**Extrait du texte**
Frédéric Lionel
Le défi

Toute mission suscite, tôt ou tard, un défi. Celui auquel l’Occident doit faire face est extérieur et intérieur. Les deux aspects sont liés aux évolutions scientifique, technique et psychologique, dont les données ont bouleversé les notions jusque-là fermement établies. Avant d’envisager la façon dont ces défis s’exercent et avant d’envisager comment les assumer, il semble […]

Toute mission suscite, tôt ou tard, un défi. Celui auquel l’Occident doit faire face est extérieur et intérieur. Les deux aspects sont liés aux évolutions scientifique, technique et psychologique, dont les données ont bouleversé les notions jusque-là fermement établies.

Avant d’envisager la façon dont ces défis s’exercent et avant d’envisager comment les assumer, il semble indiqué de se pencher sur quelques-unes des réflexions que suggère la science contemporaine qu’on accuse, à tort, d’être responsable des maux qui accablent la société.

**Défi**
Répondez aux questions suivantes à partir de l'extrait sur le défi de l'Occident.
(a) Quels sont les deux aspects du défi auquel l'Occident doit faire face ?
(b) À quelles évolutions ces deux aspects sont-ils liés ?
(c) De quoi accuse-t-on à tort la science contemporaine ?

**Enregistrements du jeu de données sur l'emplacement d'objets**
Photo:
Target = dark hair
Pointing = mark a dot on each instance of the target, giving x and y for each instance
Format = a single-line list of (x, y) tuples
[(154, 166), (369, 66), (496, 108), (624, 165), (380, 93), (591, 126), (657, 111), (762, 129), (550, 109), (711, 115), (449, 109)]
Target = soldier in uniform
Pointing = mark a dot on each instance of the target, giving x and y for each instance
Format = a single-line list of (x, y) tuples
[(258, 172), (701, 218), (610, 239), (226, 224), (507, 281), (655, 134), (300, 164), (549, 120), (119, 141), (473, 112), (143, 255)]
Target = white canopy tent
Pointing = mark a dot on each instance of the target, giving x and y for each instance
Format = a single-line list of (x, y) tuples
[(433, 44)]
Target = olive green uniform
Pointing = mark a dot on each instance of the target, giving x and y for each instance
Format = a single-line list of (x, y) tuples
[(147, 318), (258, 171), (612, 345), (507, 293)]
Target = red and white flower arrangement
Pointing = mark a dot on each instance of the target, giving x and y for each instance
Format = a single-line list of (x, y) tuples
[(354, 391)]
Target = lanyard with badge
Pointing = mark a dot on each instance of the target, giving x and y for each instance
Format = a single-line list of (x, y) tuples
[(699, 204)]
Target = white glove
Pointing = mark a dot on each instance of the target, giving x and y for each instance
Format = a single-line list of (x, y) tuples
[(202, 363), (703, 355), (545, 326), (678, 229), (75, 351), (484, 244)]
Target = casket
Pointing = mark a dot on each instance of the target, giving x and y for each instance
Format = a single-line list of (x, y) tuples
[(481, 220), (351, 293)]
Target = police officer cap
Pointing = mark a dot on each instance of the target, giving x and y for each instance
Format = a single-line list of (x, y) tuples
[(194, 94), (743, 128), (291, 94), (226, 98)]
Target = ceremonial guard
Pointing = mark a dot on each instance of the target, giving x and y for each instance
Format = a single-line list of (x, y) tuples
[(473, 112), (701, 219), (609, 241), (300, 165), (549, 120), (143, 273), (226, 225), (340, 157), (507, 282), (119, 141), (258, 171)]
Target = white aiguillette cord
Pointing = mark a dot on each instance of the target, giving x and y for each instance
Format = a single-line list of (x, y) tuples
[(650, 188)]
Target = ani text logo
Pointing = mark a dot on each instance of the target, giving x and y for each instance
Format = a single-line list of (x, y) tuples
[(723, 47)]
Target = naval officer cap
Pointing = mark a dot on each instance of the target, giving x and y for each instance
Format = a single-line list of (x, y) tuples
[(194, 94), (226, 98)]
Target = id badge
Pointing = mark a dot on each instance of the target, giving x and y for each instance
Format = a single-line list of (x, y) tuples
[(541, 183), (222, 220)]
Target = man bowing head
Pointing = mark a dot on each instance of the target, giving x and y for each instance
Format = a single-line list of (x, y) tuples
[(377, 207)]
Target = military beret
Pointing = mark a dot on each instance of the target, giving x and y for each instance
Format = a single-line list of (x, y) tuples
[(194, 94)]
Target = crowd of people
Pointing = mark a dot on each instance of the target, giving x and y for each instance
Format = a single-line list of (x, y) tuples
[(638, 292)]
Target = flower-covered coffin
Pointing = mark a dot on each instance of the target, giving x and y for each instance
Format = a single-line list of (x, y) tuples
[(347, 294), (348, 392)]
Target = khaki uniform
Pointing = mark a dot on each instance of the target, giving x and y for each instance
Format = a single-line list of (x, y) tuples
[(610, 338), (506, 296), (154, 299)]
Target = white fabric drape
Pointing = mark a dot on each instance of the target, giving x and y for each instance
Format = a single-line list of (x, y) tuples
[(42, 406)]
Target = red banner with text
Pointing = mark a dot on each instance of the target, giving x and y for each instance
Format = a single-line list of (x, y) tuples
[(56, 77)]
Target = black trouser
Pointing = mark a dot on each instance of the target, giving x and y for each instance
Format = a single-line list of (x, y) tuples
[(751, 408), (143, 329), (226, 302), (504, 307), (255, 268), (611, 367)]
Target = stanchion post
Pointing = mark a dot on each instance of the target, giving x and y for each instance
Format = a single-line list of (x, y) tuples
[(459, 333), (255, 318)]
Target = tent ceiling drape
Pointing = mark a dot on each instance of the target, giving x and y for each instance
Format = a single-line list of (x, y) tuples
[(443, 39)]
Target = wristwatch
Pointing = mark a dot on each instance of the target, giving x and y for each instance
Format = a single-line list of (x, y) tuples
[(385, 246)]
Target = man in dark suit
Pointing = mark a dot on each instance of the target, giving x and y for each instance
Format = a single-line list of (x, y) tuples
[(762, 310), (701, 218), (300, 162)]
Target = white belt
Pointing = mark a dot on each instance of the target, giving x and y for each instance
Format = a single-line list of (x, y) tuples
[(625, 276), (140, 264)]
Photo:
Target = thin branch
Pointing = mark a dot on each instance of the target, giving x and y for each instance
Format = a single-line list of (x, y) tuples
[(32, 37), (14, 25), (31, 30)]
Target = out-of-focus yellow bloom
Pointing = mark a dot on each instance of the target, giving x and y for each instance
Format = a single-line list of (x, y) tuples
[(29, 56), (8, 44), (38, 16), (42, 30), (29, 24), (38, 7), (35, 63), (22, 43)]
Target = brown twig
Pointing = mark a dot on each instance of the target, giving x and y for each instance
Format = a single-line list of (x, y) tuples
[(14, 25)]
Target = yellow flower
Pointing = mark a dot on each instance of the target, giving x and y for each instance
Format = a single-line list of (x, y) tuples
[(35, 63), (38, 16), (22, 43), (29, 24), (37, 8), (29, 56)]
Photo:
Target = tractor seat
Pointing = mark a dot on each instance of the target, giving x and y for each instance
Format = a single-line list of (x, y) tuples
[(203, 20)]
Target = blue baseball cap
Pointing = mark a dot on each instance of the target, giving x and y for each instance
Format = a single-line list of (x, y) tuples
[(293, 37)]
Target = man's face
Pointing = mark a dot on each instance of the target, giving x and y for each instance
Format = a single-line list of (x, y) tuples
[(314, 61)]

**Résultat**
(a) Il est extérieur et intérieur.
(b) Aux évolutions scientifique, technique et psychologique.
(c) D'être responsable des maux qui accablent la société.